From: Greg Kroah-Hartman <gregkh@linuxfoundation.org>
To: stable@vger.kernel.org
Cc: Greg Kroah-Hartman <gregkh@linuxfoundation.org>,
patches@lists.linux.dev, "Darrick J. Wong" <djwong@kernel.org>,
Christoph Hellwig <hch@lst.de>,
Chandan Babu R <chandanbabu@kernel.org>,
Leah Rumancik <leah.rumancik@gmail.com>
Subject: [PATCH 6.1 38/97] xfs: restrict when we try to align cow fork delalloc to cowextsz hints
Date: Wed, 7 May 2025 20:39:13 +0200 [thread overview]
Message-ID: <20250507183808.526382076@linuxfoundation.org> (raw)
In-Reply-To: <20250507183806.987408728@linuxfoundation.org>
6.1-stable review patch. If anyone has any objections, please let me know.
------------------
From: "Darrick J. Wong" <djwong@kernel.org>
[ Upstream commit 288e1f693f04e66be99f27e7cbe4a45936a66745 ]
xfs/205 produces the following failure when always_cow is enabled:
# --- a/tests/xfs/205.out 2024-02-28 16:20:24.437887970 -0800
# +++ b/tests/xfs/205.out.bad 2024-06-03 21:13:40.584000000 -0700
# @@ -1,4 +1,5 @@
# QA output created by 205
# *** one file
# + !!! disk full (expected)
# *** one file, a few bytes at a time
# *** done
This is the result of overly aggressive attempts to align cow fork
delalloc reservations to the CoW extent size hint. Looking at the trace
data, we're trying to append a single fsblock to the "fred" file.
Trying to create a speculative post-eof reservation fails because
there's not enough space.
We then set @prealloc_blocks to zero and try again, but the cowextsz
alignment code triggers, which expands our request for a 1-fsblock
reservation into a 39-block reservation. There's not enough space for
that, so the whole write fails with ENOSPC even though there's
sufficient space in the filesystem to allocate the single block that we
need to land the write.

________________________________________

## Written exercise 1
Reproduce the part of the XFS patch message that opens with the words containing "From: Greg Kroah-Hartman" and closes with "let me know.".
## Written exercise 2
Carry on the XFS patch message from the point at which it stops.
The listing bears no relation to the XFS patch message.

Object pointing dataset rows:
________________________________________

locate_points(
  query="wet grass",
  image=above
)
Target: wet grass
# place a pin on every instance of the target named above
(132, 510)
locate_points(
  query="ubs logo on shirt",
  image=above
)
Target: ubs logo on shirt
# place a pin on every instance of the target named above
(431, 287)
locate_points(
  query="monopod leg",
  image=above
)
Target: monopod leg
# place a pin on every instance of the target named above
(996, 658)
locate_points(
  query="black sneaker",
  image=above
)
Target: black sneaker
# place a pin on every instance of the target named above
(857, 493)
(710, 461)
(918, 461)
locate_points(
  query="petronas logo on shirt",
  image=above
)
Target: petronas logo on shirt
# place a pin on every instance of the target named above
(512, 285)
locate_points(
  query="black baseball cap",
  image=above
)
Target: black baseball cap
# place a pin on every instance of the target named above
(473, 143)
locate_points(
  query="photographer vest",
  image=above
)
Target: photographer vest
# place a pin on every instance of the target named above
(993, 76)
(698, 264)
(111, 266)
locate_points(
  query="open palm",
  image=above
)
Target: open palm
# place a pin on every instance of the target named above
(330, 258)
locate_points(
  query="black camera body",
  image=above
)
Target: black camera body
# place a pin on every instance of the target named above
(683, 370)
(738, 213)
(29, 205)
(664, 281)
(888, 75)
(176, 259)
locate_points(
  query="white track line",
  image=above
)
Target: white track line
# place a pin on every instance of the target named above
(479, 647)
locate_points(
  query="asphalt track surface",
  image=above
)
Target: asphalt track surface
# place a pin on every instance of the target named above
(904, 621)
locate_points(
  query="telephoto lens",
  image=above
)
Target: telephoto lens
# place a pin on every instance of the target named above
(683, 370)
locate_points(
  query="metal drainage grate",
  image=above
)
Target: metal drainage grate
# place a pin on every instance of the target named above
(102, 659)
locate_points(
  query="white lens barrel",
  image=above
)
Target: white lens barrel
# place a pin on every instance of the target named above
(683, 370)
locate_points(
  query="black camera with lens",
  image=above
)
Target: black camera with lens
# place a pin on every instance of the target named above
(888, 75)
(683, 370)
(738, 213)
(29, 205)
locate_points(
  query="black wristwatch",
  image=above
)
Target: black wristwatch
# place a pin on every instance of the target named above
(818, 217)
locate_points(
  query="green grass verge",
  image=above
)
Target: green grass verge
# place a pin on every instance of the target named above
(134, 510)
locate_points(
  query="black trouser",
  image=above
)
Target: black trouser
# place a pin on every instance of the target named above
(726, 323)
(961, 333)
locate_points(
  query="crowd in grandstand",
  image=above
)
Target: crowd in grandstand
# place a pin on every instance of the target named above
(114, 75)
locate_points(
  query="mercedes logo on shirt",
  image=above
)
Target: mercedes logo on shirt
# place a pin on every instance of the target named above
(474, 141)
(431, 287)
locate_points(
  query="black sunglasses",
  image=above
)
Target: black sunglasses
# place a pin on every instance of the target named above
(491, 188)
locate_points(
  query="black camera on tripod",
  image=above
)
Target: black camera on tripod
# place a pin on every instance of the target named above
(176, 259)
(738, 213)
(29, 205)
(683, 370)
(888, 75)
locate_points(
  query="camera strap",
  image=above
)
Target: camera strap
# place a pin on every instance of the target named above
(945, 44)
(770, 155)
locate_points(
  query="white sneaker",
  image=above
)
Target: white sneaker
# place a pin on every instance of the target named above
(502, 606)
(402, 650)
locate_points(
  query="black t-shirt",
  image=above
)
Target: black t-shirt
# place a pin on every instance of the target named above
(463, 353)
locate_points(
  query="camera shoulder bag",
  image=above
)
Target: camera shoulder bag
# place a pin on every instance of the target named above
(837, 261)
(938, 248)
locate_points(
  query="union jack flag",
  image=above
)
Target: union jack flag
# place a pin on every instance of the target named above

________________________________________

## Answer 1
From: Greg Kroah-Hartman <gregkh@linuxfoundation.org>
To: stable@vger.kernel.org
Cc: Greg Kroah-Hartman <gregkh@linuxfoundation.org>,
patches@lists.linux.dev, "Darrick J. Wong" <djwong@kernel.org>,
Christoph Hellwig <hch@lst.de>,
Chandan Babu R <chandanbabu@kernel.org>,
Leah Rumancik <leah.rumancik@gmail.com>
Subject: [PATCH 6.1 38/97] xfs: restrict when we try to align cow fork delalloc to cowextsz hints
Date: Wed, 7 May 2025 20:39:13 +0200 [thread overview]
Message-ID: <20250507183808.526382076@linuxfoundation.org> (raw)
In-Reply-To: <20250507183806.987408728@linuxfoundation.org>
6.1-stable review patch. If anyone has any objections, please let me know.

## Answer 2
There are two things wrong here -- first, we shouldn't be attempting
speculative preallocations beyond what was requested when we're low on
space. Second, if we've already computed a posteof preallocation, we
shouldn't bother trying to align that to the cowextsize hint.
Fix both of these problems by adding a flag that only enables the
expansion of the delalloc reservation to the cowextsize if we're doing a
non-extending write, and only if we're not doing an ENOSPC retry. This
requires us to move the ENOSPC retry logic to xfs_bmapi_reserve_delalloc.
I probably should have caught this six years ago when 6ca30729c206d was
being reviewed, but oh well. Update the comments to reflect what the
code does now.
Fixes: 6ca30729c206d ("xfs: bmap code cleanup")
Signed-off-by: Darrick J. Wong <djwong@kernel.org>
Reviewed-by: Christoph Hellwig <hch@lst.de>
Signed-off-by: Chandan Babu R <chandanbabu@kernel.org>
Signed-off-by: Leah Rumancik <leah.rumancik@gmail.com>
Acked-by: "Darrick J. Wong" <djwong@kernel.org>
Signed-off-by: Greg Kroah-Hartman <gregkh@linuxfoundation.org>
---
fs/xfs/libxfs/xfs_bmap.c | 31 +++++++++++++++++++++++++++----
fs/xfs/xfs_iomap.c | 34 ++++++++++++----------------------
2 files changed, 39 insertions(+), 26 deletions(-)
--- a/fs/xfs/libxfs/xfs_bmap.c
+++ b/fs/xfs/libxfs/xfs_bmap.c
@@ -3959,20 +3959,32 @@ xfs_bmapi_reserve_delalloc(
xfs_extlen_t alen;
xfs_extlen_t indlen;
int error;
- xfs_fileoff_t aoff = off;
+ xfs_fileoff_t aoff;
+ bool use_cowextszhint =
+ whichfork == XFS_COW_FORK && !prealloc;
+retry:
/*
* Cap the alloc length. Keep track of prealloc so we know whether to
* tag the inode before we return.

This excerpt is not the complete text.